* [Problem statement]: Render the whole listing below as a JSON array of strings, with one string for each line and blank lines omitted.

* [Source data]:
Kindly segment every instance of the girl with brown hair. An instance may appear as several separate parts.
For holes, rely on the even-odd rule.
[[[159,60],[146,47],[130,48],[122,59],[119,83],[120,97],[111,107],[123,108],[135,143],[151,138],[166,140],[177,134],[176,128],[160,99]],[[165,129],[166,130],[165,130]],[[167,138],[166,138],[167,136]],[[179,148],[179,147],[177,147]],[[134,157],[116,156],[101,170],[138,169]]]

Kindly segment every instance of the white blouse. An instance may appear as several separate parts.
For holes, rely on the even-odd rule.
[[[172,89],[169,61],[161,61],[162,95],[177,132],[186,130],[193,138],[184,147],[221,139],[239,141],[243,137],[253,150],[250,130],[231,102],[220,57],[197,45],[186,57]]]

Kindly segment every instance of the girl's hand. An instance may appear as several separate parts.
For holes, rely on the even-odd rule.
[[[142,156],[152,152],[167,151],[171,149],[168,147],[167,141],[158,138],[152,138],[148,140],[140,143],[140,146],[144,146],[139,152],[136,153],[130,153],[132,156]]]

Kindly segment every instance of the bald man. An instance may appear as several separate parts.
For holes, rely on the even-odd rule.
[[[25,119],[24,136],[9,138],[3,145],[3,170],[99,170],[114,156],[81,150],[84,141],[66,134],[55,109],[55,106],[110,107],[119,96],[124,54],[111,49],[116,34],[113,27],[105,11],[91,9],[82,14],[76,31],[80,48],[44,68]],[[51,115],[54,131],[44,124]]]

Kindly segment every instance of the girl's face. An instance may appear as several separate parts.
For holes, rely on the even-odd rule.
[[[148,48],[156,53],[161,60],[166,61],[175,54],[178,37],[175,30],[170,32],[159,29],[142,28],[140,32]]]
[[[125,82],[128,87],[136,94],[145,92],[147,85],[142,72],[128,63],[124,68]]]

* [Reply to the task]:
[
  "Kindly segment every instance of the girl with brown hair. An instance may appear as several separate parts.",
  "For holes, rely on the even-odd rule.",
  "[[[159,60],[146,47],[130,48],[122,59],[119,83],[120,97],[111,107],[123,108],[135,143],[151,138],[166,140],[177,134],[176,128],[160,99]],[[165,129],[166,130],[165,130]],[[167,138],[166,138],[167,136]],[[179,148],[179,147],[177,147]],[[134,157],[116,156],[101,170],[138,169]]]",
  "Kindly segment every instance of the white blouse. An instance may appear as several separate parts.",
  "For holes, rely on the even-odd rule.",
  "[[[172,89],[169,61],[161,61],[162,95],[177,132],[186,130],[193,138],[184,147],[221,139],[239,141],[243,137],[253,150],[250,130],[231,102],[220,57],[197,45],[186,57]]]",
  "Kindly segment every instance of the girl's hand. An instance may appear as several separate parts.",
  "For holes, rely on the even-odd rule.",
  "[[[142,156],[152,152],[167,151],[171,149],[168,147],[167,141],[158,138],[152,138],[148,140],[140,143],[140,146],[144,146],[139,152],[136,153],[130,153],[132,156]]]",
  "Kindly segment every instance of the bald man. An instance may appear as several separate parts.",
  "For holes, rely on the even-odd rule.",
  "[[[25,119],[24,136],[9,138],[3,145],[3,170],[99,170],[114,156],[81,150],[84,141],[66,134],[55,109],[55,106],[110,107],[119,96],[124,54],[111,49],[116,34],[113,27],[105,11],[91,9],[82,14],[76,31],[80,48],[44,68]],[[51,115],[54,131],[44,124]]]",
  "Kindly segment every instance of the girl's face. An instance may appear as several separate parts.",
  "For holes, rely on the even-odd rule.",
  "[[[148,48],[156,53],[161,60],[166,61],[175,54],[178,37],[175,30],[170,32],[159,29],[142,28],[140,32]]]",
  "[[[125,82],[128,87],[136,94],[145,92],[147,85],[142,72],[128,63],[124,68]]]"
]